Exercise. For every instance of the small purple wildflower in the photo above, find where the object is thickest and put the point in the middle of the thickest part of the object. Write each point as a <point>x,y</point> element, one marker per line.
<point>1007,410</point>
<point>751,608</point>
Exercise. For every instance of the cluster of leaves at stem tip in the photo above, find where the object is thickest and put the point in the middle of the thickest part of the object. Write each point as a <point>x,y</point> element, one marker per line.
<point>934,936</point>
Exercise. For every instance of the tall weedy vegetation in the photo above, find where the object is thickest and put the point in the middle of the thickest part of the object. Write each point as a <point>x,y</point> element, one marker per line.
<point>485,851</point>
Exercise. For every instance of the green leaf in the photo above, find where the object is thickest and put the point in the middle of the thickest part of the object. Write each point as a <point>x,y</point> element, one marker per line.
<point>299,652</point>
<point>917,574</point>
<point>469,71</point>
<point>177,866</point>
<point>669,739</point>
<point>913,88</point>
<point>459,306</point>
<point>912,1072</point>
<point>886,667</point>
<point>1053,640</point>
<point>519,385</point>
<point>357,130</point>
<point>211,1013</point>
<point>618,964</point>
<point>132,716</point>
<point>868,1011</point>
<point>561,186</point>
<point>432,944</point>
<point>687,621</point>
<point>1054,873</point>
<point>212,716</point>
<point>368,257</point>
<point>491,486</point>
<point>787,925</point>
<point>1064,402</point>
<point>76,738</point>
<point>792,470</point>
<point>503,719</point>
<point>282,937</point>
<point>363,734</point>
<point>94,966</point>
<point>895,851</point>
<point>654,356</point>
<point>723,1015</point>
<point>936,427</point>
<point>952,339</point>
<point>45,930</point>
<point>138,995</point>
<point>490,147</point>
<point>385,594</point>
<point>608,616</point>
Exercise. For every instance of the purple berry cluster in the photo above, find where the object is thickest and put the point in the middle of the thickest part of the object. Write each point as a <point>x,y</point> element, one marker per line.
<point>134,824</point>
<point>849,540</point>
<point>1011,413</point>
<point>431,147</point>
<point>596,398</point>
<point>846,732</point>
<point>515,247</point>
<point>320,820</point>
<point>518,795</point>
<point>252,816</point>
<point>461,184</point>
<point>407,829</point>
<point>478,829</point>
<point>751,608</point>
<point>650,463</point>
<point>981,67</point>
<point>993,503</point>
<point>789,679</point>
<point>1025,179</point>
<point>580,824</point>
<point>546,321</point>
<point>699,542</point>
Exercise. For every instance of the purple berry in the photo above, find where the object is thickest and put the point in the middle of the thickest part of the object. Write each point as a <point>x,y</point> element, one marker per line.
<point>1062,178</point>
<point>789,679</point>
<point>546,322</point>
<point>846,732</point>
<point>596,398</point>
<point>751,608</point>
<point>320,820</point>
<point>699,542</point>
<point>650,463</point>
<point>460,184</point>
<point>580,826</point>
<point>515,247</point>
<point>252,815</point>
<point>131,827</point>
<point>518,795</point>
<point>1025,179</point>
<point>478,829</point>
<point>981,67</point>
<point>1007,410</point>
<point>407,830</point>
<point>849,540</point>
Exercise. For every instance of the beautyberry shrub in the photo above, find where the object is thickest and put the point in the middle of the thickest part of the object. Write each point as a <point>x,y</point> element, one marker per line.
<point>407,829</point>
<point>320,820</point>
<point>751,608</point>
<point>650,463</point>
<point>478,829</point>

☆ ☆ ☆ ☆

→ Problem to work on:
Return every line above exactly.

→ Result of the task:
Exercise. For every instance of the small purple wildflower in the photo above, find where the object is thickest and put the point in the middle of the thickest part of the object. Write each point as a <point>x,y</point> element, one marker per line.
<point>1007,410</point>
<point>751,608</point>
Exercise. For every instance of the cluster of leaves at stem tip in the photo above, find where the object is thickest and put the point in the middle of the thickest part of the object. Write each point as a <point>x,y</point> element, one marker per line.
<point>934,936</point>
Exercise. For every instance of the tall weedy vegetation in the photo above, find where the object is thickest and put the point in the middle of the thickest part of the object. Write each point as a <point>x,y</point> element, one marker per line.
<point>485,851</point>
Exercise. For every instance of the green leaf in the photo above, find where the object is thickest and put the point in the middle of the thickest part of the object. Write each point as a <point>x,y</point> element, one marker per line.
<point>299,652</point>
<point>917,574</point>
<point>469,71</point>
<point>177,866</point>
<point>669,739</point>
<point>913,88</point>
<point>459,306</point>
<point>912,1072</point>
<point>886,667</point>
<point>1053,640</point>
<point>519,385</point>
<point>357,130</point>
<point>211,1013</point>
<point>618,964</point>
<point>132,716</point>
<point>868,1011</point>
<point>561,186</point>
<point>432,944</point>
<point>687,621</point>
<point>1054,873</point>
<point>212,716</point>
<point>368,257</point>
<point>491,486</point>
<point>787,925</point>
<point>1064,402</point>
<point>76,738</point>
<point>792,470</point>
<point>503,719</point>
<point>282,937</point>
<point>363,734</point>
<point>94,966</point>
<point>895,851</point>
<point>654,356</point>
<point>723,1015</point>
<point>936,427</point>
<point>952,339</point>
<point>45,930</point>
<point>138,995</point>
<point>490,147</point>
<point>385,594</point>
<point>608,616</point>
Exercise. For every instance of the purple berry cluster in the photo above, find where the object is thickest and put the point in the middle of the thickest part of the object. Write each point as a <point>x,y</point> element, one marker per line.
<point>134,824</point>
<point>849,540</point>
<point>1011,413</point>
<point>431,147</point>
<point>596,398</point>
<point>846,732</point>
<point>515,247</point>
<point>320,820</point>
<point>518,795</point>
<point>252,816</point>
<point>461,184</point>
<point>407,829</point>
<point>478,829</point>
<point>751,608</point>
<point>650,463</point>
<point>981,67</point>
<point>993,503</point>
<point>789,679</point>
<point>1025,179</point>
<point>580,824</point>
<point>546,321</point>
<point>699,542</point>
Exercise. For every instance of the purple berry in the photo above, find where the object is thickest and put the point in the middle of the thickest part of the object. Write each point as a <point>x,y</point> element, one marker per line.
<point>1062,178</point>
<point>789,679</point>
<point>546,322</point>
<point>846,732</point>
<point>596,398</point>
<point>751,608</point>
<point>320,820</point>
<point>699,542</point>
<point>650,463</point>
<point>460,184</point>
<point>580,826</point>
<point>515,247</point>
<point>252,815</point>
<point>131,827</point>
<point>518,795</point>
<point>1025,179</point>
<point>478,829</point>
<point>981,67</point>
<point>1007,410</point>
<point>407,830</point>
<point>849,540</point>
Exercise. For every instance of the beautyberry shrub in the photo above, find where the object is thickest and put the point in the middle of the thickest part of the object. Write each point as a <point>x,y</point> element, one marker per line.
<point>407,829</point>
<point>320,820</point>
<point>751,608</point>
<point>650,463</point>
<point>478,829</point>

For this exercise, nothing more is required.